== What the exercise asks ==
Every record needs to be repeated exactly; its pictures do not.

====== Data to use

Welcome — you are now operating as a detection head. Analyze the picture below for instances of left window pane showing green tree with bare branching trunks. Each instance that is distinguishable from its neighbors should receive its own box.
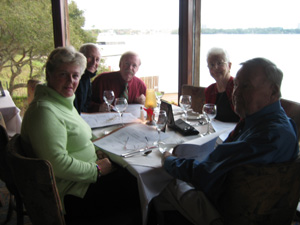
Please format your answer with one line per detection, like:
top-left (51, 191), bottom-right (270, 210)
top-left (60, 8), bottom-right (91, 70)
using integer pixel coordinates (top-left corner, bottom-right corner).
top-left (0, 0), bottom-right (54, 116)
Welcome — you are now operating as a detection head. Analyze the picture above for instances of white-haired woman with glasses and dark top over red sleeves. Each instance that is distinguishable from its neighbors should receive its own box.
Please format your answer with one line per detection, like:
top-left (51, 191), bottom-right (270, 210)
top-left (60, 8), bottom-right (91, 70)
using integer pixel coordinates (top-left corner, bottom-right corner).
top-left (204, 48), bottom-right (239, 122)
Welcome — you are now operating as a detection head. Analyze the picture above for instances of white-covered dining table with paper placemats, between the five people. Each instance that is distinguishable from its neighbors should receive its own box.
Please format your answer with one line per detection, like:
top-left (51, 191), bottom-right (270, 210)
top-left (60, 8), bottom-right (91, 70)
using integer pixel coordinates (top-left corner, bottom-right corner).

============

== The completed task ==
Welcome — you are now operating as a detection head. Analyze the picture below for instances of left window pane showing green tree with bare branching trunks. Each instance that is distinguishable from its neighbors should receive its own box.
Please format your answer with one line per detection, like:
top-left (51, 191), bottom-right (270, 210)
top-left (60, 8), bottom-right (91, 70)
using integer pixel coordinates (top-left corner, bottom-right corner).
top-left (0, 0), bottom-right (54, 116)
Welcome — you are now operating as a detection head. Analyze the picture above for instances of white-haired woman with glasses and dark top over red sleeves. Each instance that is distinguishable from its neighbors should receive its own box.
Please format your answer with one line per detection, like:
top-left (51, 191), bottom-right (270, 210)
top-left (60, 8), bottom-right (91, 70)
using integer pixel coordinates (top-left corner, bottom-right corner).
top-left (204, 48), bottom-right (239, 122)
Welcome — you are now operating as a detection head. Analyze the picture above for instances of white-covered dining table with paper placemats, between the five people. Each instance that is distinguishable from its neighbors should receive its own box.
Please format your answer with one line per detection, like:
top-left (51, 191), bottom-right (270, 210)
top-left (60, 8), bottom-right (91, 70)
using integer pixel coordinates (top-left corner, bottom-right corner).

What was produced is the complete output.